Exercises to complete>
1. Translate this sentence from the article on Dan Hooker's fight with Dustin Poirier into Spanish: "Meanwhile, Hooker was able to pick up a statement win over Paul Felder in his first UFC main event in February."
2. Duplicate the portion of the article on Dan Hooker's fight with Dustin Poirier starting at "Heading into the" and ending at "nine months away.".
3. Pick up the article on Dan Hooker's fight with Dustin Poirier at the point where it stops, and write its continuation.

Passage for review>

_ _ _ _ _ _ _

Dan Hooker confident he can finish Dustin Poirier: ‘I don’t think Poirier has the chin Paul Felder does’

Dan Hooker confident he can finish Dustin Poirier: ‘I don’t think Poirier has the chin Paul Felder does’

As soon as Dan Hooker got the call offering him a fight against Dustin Poirier, he accepted it without a second thought.

Originally the lightweight showdown was scheduled in May, but the coronavirus pandemic put a stop to that. Now Hooker is preparing to face Poirier in the main event at UFC on ESPN 12 on June 27 after training through a quarantine and getting ready to fly halfway around the world for the biggest fight of his career.

“I would have to be stupid to not take this fight,” Hooker told MMA Fighting. “The way I look at it, it’s a win-win situation. I’m No. 5, I’m fighting the No. 3 [ranked lightweight]. I plan on going out there, putting on one heck of a show and putting Dustin away and earning myself a title shot. That’s what my mind is set on.

“But worst-case scenario, I get my ass whooped, I don’t move that far down in the rankings and I get to make a bunch of money for my family. So the way I’m looking at it is already a win-win situation. There’s not a heck of a lot of pressure on me if I’m being honest.”

Heading into the fight, Poirier has the deeper resume after becoming interim lightweight champion last year before falling to Khabib Nurmagomedov in a title unification bout this past September. Afterwards, Poirier underwent hip surgery and he will be making his return to action after nine months away.

Meanwhile, Hooker was able to pick up a statement win over Paul Felder in his first UFC main event in February.

Records aside, Hooker and Poirier engage in the kind of stylistic matchup that screams “Fight of the Night” with both possessing an offensive output that would make Mike D’Antoni blush.

The fight promises to be a fan friendly affair but Hooker isn’t convinced that Poirier will actually see him as an opponent where standing and trading bombs will be the best course of action for him.

“He does tend to strike but also he does mix things up pretty well,” Hooker explained. “Presses it against the cage, looks to wrestle. I doubt his No. 1 plan is ‘I’m going to go out there and I’m going to strike with Dan Hooker’ cause I don’t think that would be a great night for him.

“He’s an incredible boxer, an incredible wrestler and I’m expecting him to mix those two aspects of his game together in that way.”

In the past, Poirier’s biggest liability has been his inability to play defense when engaging with an opponent. Even he’s admitted that a good old-fashioned slugfest used to come back to haunt him but Poirier has worked tirelessly to improve those tendencies, which led him to high-profile wins over names like Justin Gaethje and Max Holloway.

_ _ _ _ _ _ _

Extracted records

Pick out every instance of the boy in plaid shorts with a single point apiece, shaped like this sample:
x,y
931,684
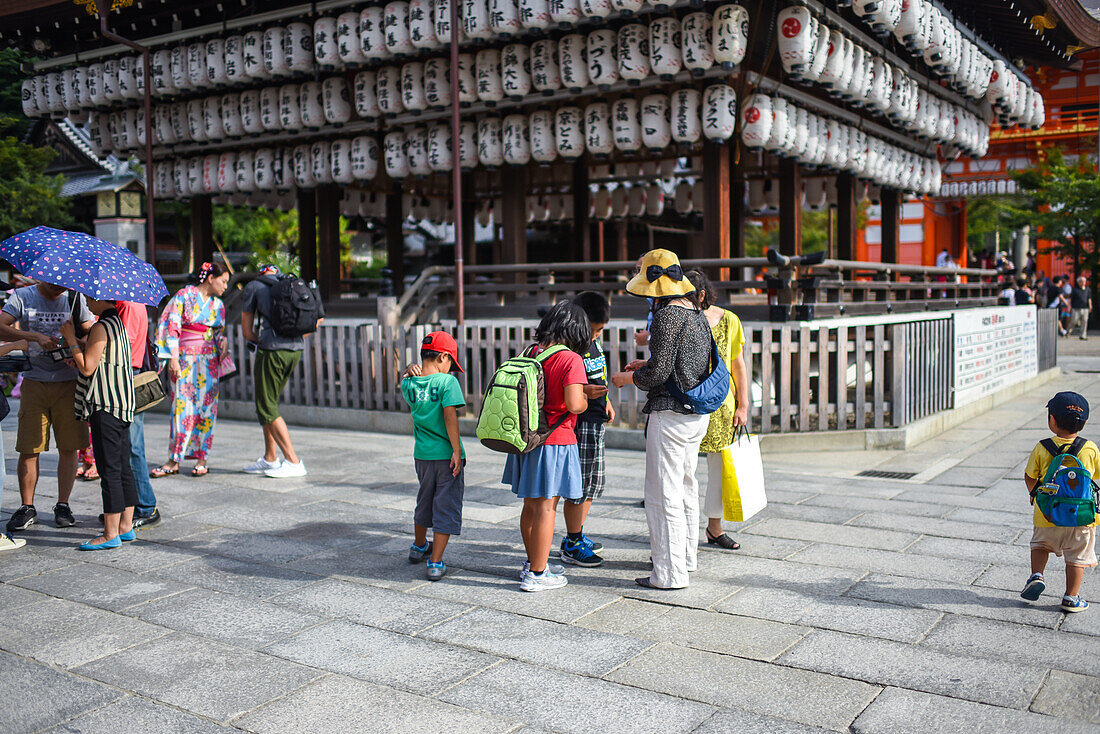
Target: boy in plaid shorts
x,y
578,548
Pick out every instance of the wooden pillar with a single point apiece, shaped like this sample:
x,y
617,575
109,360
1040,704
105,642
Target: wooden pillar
x,y
328,240
201,231
395,240
307,234
790,207
582,231
891,225
514,219
716,205
847,217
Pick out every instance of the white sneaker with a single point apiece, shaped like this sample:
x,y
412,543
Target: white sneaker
x,y
287,469
261,464
542,581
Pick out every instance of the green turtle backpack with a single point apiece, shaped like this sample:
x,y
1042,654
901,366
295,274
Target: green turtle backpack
x,y
512,418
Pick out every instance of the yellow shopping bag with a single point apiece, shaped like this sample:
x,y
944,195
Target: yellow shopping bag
x,y
743,493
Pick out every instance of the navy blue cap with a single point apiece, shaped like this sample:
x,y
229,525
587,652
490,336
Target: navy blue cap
x,y
1068,405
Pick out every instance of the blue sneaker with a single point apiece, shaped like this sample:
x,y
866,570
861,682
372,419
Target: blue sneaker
x,y
578,554
1034,588
1070,604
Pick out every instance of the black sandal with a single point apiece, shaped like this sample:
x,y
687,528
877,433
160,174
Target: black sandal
x,y
723,541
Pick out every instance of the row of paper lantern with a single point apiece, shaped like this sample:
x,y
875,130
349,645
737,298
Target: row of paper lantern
x,y
785,129
573,62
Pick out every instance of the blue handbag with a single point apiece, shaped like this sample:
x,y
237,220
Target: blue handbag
x,y
708,395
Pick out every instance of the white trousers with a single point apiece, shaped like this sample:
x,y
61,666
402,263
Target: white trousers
x,y
672,494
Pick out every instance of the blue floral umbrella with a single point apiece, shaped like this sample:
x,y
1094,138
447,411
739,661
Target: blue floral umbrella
x,y
84,263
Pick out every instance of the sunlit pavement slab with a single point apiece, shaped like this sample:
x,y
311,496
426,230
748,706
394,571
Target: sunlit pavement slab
x,y
288,605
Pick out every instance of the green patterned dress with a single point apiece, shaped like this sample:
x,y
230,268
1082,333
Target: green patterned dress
x,y
729,337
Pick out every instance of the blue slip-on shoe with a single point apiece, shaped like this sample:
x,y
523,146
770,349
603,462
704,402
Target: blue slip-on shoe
x,y
1070,604
1034,588
578,554
106,545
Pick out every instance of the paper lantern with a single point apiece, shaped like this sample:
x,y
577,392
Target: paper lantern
x,y
232,124
387,90
626,124
337,100
565,13
474,19
572,56
664,56
364,157
686,127
416,151
656,130
490,84
655,200
372,33
596,10
504,18
517,141
695,36
546,76
756,127
597,129
468,84
719,112
569,134
421,25
602,58
301,166
729,35
633,45
440,152
413,96
490,142
396,25
535,14
540,124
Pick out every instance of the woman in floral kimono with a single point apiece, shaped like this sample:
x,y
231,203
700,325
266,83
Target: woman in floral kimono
x,y
187,338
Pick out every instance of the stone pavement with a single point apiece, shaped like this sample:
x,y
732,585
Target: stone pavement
x,y
264,605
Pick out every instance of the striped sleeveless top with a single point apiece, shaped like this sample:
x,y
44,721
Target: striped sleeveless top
x,y
111,386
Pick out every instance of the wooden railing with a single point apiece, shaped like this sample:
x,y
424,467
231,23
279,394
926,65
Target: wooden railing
x,y
837,374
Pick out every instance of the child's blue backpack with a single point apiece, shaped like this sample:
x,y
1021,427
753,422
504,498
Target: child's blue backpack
x,y
1066,496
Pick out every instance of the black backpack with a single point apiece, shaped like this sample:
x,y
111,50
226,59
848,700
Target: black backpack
x,y
296,307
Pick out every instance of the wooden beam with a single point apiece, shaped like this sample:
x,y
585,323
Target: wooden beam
x,y
716,221
201,230
307,234
514,218
790,207
847,217
328,240
395,240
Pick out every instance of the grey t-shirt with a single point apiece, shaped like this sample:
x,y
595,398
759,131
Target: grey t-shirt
x,y
36,313
257,299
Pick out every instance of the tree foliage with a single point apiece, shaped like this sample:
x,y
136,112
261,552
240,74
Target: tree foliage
x,y
28,196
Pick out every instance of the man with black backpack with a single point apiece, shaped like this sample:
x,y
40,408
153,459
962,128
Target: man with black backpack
x,y
286,308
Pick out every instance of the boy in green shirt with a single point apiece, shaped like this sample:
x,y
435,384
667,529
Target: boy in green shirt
x,y
435,396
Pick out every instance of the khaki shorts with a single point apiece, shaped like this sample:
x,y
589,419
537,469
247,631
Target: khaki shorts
x,y
1076,544
45,404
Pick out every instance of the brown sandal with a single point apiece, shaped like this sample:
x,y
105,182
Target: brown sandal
x,y
163,471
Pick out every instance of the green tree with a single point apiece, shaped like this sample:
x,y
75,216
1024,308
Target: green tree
x,y
1060,200
28,196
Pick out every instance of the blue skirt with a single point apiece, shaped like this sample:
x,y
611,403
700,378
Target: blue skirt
x,y
548,471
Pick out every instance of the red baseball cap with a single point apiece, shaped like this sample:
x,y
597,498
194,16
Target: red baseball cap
x,y
440,341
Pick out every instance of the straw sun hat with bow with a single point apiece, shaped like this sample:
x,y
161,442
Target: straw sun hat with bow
x,y
660,276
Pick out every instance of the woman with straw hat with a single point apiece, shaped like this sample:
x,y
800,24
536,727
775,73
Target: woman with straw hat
x,y
680,349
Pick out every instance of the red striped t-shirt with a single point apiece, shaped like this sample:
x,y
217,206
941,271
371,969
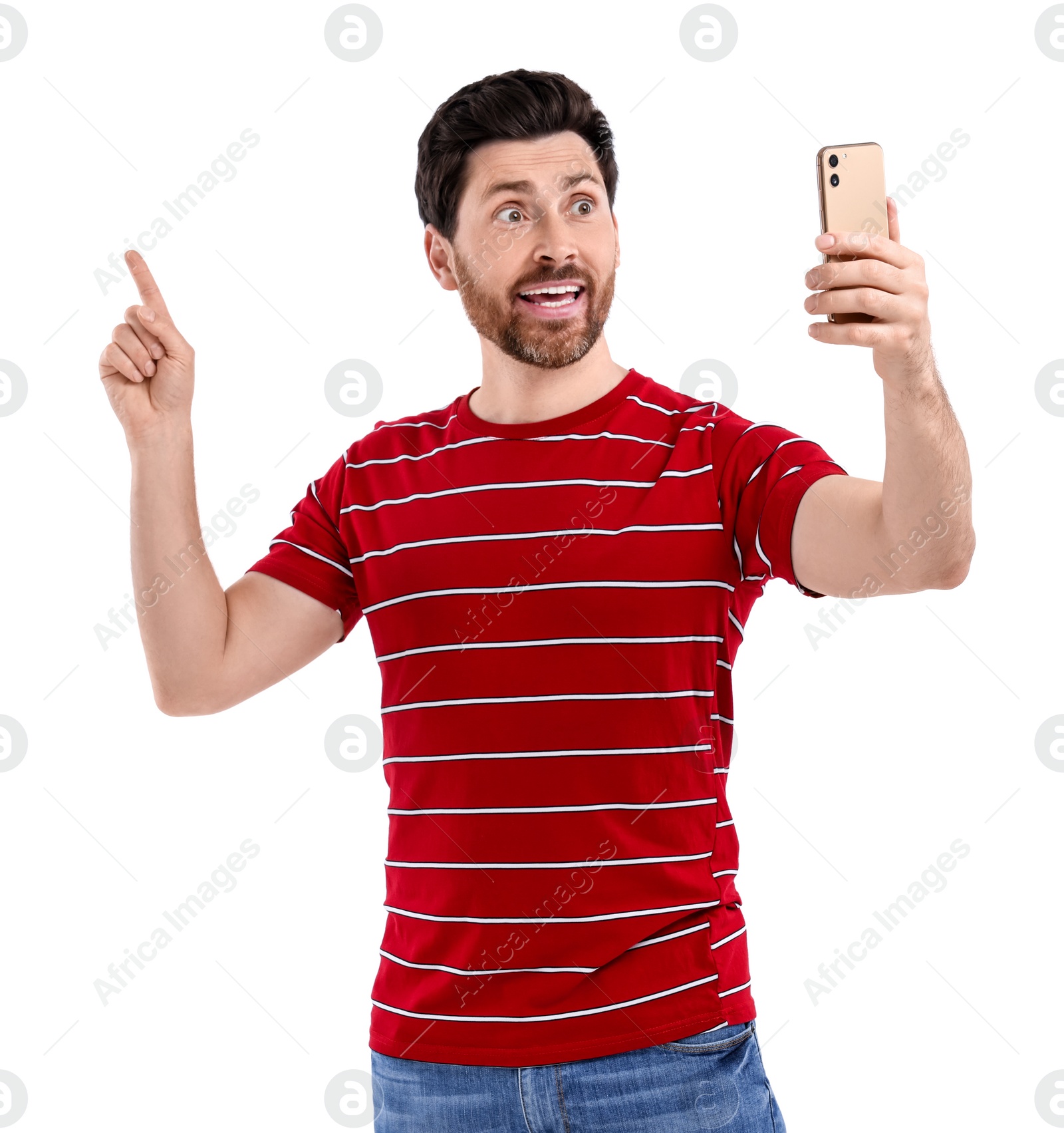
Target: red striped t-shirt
x,y
556,607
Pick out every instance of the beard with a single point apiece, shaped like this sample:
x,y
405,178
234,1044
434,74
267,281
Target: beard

_ _ _ _ _ _ _

Answers below>
1. Mientras tanto, Hooker logró una victoria contundente sobre Paul Felder en su primer evento estelar de UFC en febrero.

2.
Heading into the fight, Poirier has the deeper resume after becoming interim lightweight champion last year before falling to Khabib Nurmagomedov in a title unification bout this past September. Afterwards, Poirier underwent hip surgery and he will be making his return to action after nine months away.

3.
As impressive as that might be, Hooker knows the kind of punishment he can dish out, especially after earning knockouts in four of his past six wins including a victory over current welterweight title contender Gilbert Burns when he was still competing at 155 pounds.

In his last fight, Hooker stood toe-to-toe with another lightweight slugger in Felder, who did manage to make it to the final bell but only after he absorbed 122 significant strikes over five rounds. In fact, Hooker believes Felder’s durability was a massive factor in their fight and he doesn’t expect Poirier to weather that same kind of storm when they meet.

“That’s the thing — he’s definitely going to have to adjust his game a little bit,” Hooker said about Poirier. “I feel like pressuring me, taking a shot, giving it, taking a shot, giving a shot is just not the way to best approach it. I don’t feel like Dustin can take a shot as well as Paul Felder can. From watching the tape of both of those fighters, I don’t think Poirier has the chin Felder does.

“I feel I can put Dustin away. If I keep touching him, there’s no way that Dustin’s going to be able to eat those shots and be able to recover from the damage I’m generally able to inflict on opponents.”

Assuming the fight plays out the way he wants, Hooker feels like a win over Poirier should then cement his spot at the No. 1 contender in the lightweight division.

“I definitely have the best resume for a title shot,” Hooker said. “Winning against Dustin Poirier, especially in a good fight. A good back and forth entertaining matchup or via knockout, I solidify myself with the next best resume.”